>>>

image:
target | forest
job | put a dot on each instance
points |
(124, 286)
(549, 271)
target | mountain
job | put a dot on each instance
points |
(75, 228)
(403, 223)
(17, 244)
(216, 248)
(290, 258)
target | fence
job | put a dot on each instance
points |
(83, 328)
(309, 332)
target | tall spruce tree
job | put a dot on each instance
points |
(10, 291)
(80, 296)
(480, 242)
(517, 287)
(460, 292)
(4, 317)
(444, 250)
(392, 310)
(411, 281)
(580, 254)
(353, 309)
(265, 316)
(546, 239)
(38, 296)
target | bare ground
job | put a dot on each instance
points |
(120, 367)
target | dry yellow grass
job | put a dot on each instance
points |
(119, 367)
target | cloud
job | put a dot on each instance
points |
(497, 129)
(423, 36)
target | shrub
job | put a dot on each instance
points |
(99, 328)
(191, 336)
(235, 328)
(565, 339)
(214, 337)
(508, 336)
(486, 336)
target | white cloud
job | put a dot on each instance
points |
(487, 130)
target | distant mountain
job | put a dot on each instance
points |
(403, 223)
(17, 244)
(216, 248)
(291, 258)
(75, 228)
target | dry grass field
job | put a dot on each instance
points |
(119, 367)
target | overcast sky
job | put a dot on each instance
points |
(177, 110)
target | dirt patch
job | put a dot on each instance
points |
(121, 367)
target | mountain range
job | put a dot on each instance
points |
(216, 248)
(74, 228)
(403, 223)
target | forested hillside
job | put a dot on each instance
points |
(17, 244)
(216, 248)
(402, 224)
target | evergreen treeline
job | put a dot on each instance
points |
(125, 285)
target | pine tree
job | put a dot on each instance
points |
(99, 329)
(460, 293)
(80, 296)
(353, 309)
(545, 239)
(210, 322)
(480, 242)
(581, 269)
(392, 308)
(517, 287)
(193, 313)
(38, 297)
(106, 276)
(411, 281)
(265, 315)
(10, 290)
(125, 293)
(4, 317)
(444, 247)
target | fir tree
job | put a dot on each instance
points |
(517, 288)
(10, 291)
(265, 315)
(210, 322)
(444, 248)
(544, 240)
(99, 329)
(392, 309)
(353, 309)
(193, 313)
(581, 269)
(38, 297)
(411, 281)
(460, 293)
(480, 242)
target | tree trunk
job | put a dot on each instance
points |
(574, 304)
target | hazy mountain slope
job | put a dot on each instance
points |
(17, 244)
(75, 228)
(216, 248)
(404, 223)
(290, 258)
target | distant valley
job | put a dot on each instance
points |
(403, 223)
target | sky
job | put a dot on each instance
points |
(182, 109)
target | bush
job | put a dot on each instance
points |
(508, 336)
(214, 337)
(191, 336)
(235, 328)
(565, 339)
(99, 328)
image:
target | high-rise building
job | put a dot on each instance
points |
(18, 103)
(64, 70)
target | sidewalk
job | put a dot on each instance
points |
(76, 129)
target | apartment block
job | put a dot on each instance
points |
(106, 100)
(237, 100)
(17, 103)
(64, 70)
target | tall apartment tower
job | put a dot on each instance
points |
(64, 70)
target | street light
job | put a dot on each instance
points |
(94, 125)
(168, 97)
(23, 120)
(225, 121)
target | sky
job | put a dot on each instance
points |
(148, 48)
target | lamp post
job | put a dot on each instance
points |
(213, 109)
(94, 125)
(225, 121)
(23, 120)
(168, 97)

<<<

(EXERCISE GOAL) Reproduce all of the material above line for line, changing nothing.

(FINISHED TASK)
image:
target | forest
job | put a dot on each instance
points |
(124, 286)
(549, 271)
target | mountain
job | put a dot on each instance
points |
(75, 228)
(403, 223)
(17, 244)
(216, 248)
(290, 258)
target | fence
job | put a dot on each instance
points |
(83, 328)
(309, 332)
target | tall spruce tree
job | put a dot on each instance
points |
(10, 291)
(80, 296)
(480, 242)
(517, 287)
(460, 292)
(4, 317)
(444, 250)
(392, 310)
(411, 281)
(580, 254)
(353, 309)
(265, 316)
(546, 239)
(38, 296)
target | bare ground
job | put a dot on each instance
points |
(120, 367)
target | dry yellow grass
job | put a dot on each instance
points |
(119, 367)
target | cloud
job | put a dot on each instance
points |
(497, 129)
(423, 36)
target | shrub
job | put a dot on each instance
points |
(99, 328)
(191, 336)
(235, 328)
(565, 339)
(214, 337)
(508, 336)
(486, 336)
target | white cloud
job | put a dot on each instance
points |
(487, 130)
target | distant mountain
job | put a dot on each instance
points |
(403, 223)
(17, 244)
(216, 248)
(291, 258)
(75, 228)
target | dry grass field
job | put a dot on each instance
points |
(119, 367)
target | overcast sky
job | put a dot on each instance
points |
(177, 110)
target | dirt patch
job | put a dot on each instance
points |
(121, 367)
target | mountain range
job | put a dot on each instance
points |
(216, 248)
(74, 228)
(403, 223)
target | forested hillside
job | put a dot on each instance
points |
(17, 244)
(216, 248)
(402, 224)
target | evergreen treeline
job | put a dot on each instance
points |
(125, 285)
target | pine tree
job | put a dot on each instance
points |
(99, 329)
(460, 293)
(80, 296)
(353, 309)
(545, 239)
(210, 322)
(480, 242)
(581, 269)
(392, 308)
(517, 287)
(193, 313)
(38, 297)
(106, 276)
(411, 281)
(265, 315)
(10, 290)
(125, 293)
(4, 317)
(444, 247)
target | fir tree
job | put a dot on each instance
points |
(517, 288)
(10, 291)
(265, 315)
(210, 322)
(444, 248)
(544, 240)
(99, 329)
(392, 309)
(353, 309)
(193, 313)
(581, 269)
(38, 297)
(411, 281)
(460, 293)
(480, 242)
target | tree trunk
job | put a dot on each instance
points |
(574, 304)
target | hazy mountain slope
job | put a dot on each instance
points |
(17, 244)
(75, 228)
(216, 248)
(404, 223)
(290, 258)
target | distant valley
job | put a dot on each instance
points |
(403, 223)
target | sky
job | put a dot on each instance
points |
(182, 109)
target | bush
job | put a dot on each instance
points |
(508, 336)
(214, 337)
(191, 336)
(235, 328)
(565, 339)
(99, 328)
image:
target | high-rise building
job | put a dot on each instance
points |
(18, 103)
(64, 70)
target | sidewalk
job | put a dot on each instance
points |
(76, 129)
target | apartment block
job | put a dot on each instance
points |
(106, 100)
(237, 100)
(17, 103)
(64, 70)
target | tall apartment tower
job | put a dot on each instance
points |
(64, 70)
target | street light
job | put a dot on each instance
points |
(94, 125)
(168, 97)
(23, 120)
(225, 121)
target | sky
job | put a dot on each instance
points |
(148, 48)
target | lamp post
job | put a dot on each instance
points |
(213, 109)
(94, 125)
(225, 121)
(23, 120)
(168, 97)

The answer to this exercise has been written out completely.